### EXERCISE BRIEF
All of the data must be printed exactly; please include every line.

======== THE DATA

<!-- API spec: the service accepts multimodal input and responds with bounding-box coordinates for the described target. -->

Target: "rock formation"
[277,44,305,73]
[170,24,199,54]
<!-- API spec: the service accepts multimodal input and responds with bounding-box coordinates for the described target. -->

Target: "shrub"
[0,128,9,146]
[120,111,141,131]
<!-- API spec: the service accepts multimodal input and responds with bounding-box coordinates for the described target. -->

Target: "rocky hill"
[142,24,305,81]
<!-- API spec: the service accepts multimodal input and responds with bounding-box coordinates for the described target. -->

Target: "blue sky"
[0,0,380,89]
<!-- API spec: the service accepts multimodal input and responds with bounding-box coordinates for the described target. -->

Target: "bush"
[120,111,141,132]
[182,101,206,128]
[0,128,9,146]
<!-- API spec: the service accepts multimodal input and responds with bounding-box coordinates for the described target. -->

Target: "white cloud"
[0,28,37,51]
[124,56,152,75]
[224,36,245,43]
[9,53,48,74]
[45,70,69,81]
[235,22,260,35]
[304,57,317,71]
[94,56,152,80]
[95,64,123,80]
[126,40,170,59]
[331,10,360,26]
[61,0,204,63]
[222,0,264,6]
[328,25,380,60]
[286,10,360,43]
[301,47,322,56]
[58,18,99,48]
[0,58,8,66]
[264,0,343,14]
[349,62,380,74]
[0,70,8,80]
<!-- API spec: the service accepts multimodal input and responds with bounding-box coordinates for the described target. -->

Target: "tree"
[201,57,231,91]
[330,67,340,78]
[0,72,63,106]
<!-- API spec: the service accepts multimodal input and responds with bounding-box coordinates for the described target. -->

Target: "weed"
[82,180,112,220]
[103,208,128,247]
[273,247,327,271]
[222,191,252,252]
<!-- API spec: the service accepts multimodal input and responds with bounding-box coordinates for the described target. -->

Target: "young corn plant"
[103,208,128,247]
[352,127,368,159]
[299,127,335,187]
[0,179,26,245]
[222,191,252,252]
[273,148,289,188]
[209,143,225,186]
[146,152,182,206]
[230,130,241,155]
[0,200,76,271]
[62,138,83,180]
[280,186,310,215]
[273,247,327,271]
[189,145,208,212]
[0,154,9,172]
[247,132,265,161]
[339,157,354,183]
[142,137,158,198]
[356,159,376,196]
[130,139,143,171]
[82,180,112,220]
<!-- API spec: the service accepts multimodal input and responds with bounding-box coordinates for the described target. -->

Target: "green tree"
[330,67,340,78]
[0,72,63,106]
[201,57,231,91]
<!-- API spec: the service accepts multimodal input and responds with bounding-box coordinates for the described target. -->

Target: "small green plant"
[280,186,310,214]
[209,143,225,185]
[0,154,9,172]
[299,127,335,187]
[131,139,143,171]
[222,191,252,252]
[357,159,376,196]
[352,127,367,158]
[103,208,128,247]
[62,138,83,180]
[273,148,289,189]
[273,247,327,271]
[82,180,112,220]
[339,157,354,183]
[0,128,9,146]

================

### RESULT FOR THIS TASK
<!-- API spec: the service accepts multimodal input and responds with bounding-box coordinates for the described target. -->

Target: "rock formation"
[277,44,305,73]
[170,24,199,54]
<!-- API spec: the service accepts multimodal input and responds with bounding-box coordinates for the described target. -->

Target: "shrub"
[0,128,9,146]
[120,111,141,131]
<!-- API spec: the service accepts multimodal input and responds with bounding-box coordinates for the described target. -->

Target: "rocky hill"
[142,24,305,81]
<!-- API spec: the service accepts multimodal input and responds with bounding-box coordinates for the described target. -->

Target: "blue sky"
[0,0,380,89]
<!-- API spec: the service accepts multimodal input and responds with bounding-box coordinates for the described target. -->

Target: "bush"
[120,111,141,132]
[182,101,206,128]
[0,128,9,146]
<!-- API spec: the service accepts multimodal input and responds with bounding-box coordinates for the described target. -->

Target: "white cloud"
[0,28,37,51]
[124,56,152,75]
[224,36,245,43]
[9,53,48,74]
[45,70,69,81]
[235,22,260,35]
[304,57,317,71]
[94,56,152,80]
[95,64,123,80]
[126,40,170,59]
[331,10,360,26]
[61,0,204,63]
[222,0,264,6]
[328,25,380,60]
[286,10,360,43]
[301,47,322,56]
[58,18,99,48]
[0,58,8,66]
[264,0,343,14]
[349,62,380,74]
[0,70,8,80]
<!-- API spec: the service accepts multimodal input and responds with bounding-box coordinates for the described target. -->

Target: "tree"
[201,57,231,91]
[330,67,340,78]
[0,72,63,106]
<!-- API spec: the service accepts multimodal input and responds with bounding-box coordinates for the described target. -->

Target: "weed"
[82,180,112,220]
[103,208,128,247]
[273,247,327,271]
[222,191,252,252]
<!-- API spec: the service accepts multimodal input and responds with bounding-box coordinates for the described target. -->

Target: "young corn plant"
[103,208,128,247]
[352,127,368,159]
[299,127,335,187]
[0,179,26,245]
[222,191,252,252]
[273,148,289,188]
[209,143,225,186]
[146,152,182,206]
[230,130,241,155]
[0,200,76,271]
[62,138,83,180]
[280,186,310,215]
[273,247,327,271]
[189,145,208,212]
[0,154,9,172]
[247,132,265,161]
[339,157,354,183]
[142,137,158,198]
[356,159,376,196]
[130,139,143,171]
[82,180,112,220]
<!-- API spec: the service accepts multimodal input and responds with bounding-box coordinates for the described target. -->

Target: "green tree"
[330,67,340,78]
[0,72,63,106]
[201,57,231,91]
<!-- API spec: the service accepts multimodal input and responds with bounding-box coordinates for the described target. -->

Target: "small green plant"
[280,186,310,214]
[209,143,225,185]
[0,154,9,172]
[299,127,335,187]
[131,139,143,171]
[222,191,252,252]
[357,159,376,196]
[352,127,367,158]
[103,208,128,247]
[62,138,83,180]
[273,148,289,189]
[273,247,327,271]
[82,180,112,220]
[339,157,354,183]
[0,128,9,146]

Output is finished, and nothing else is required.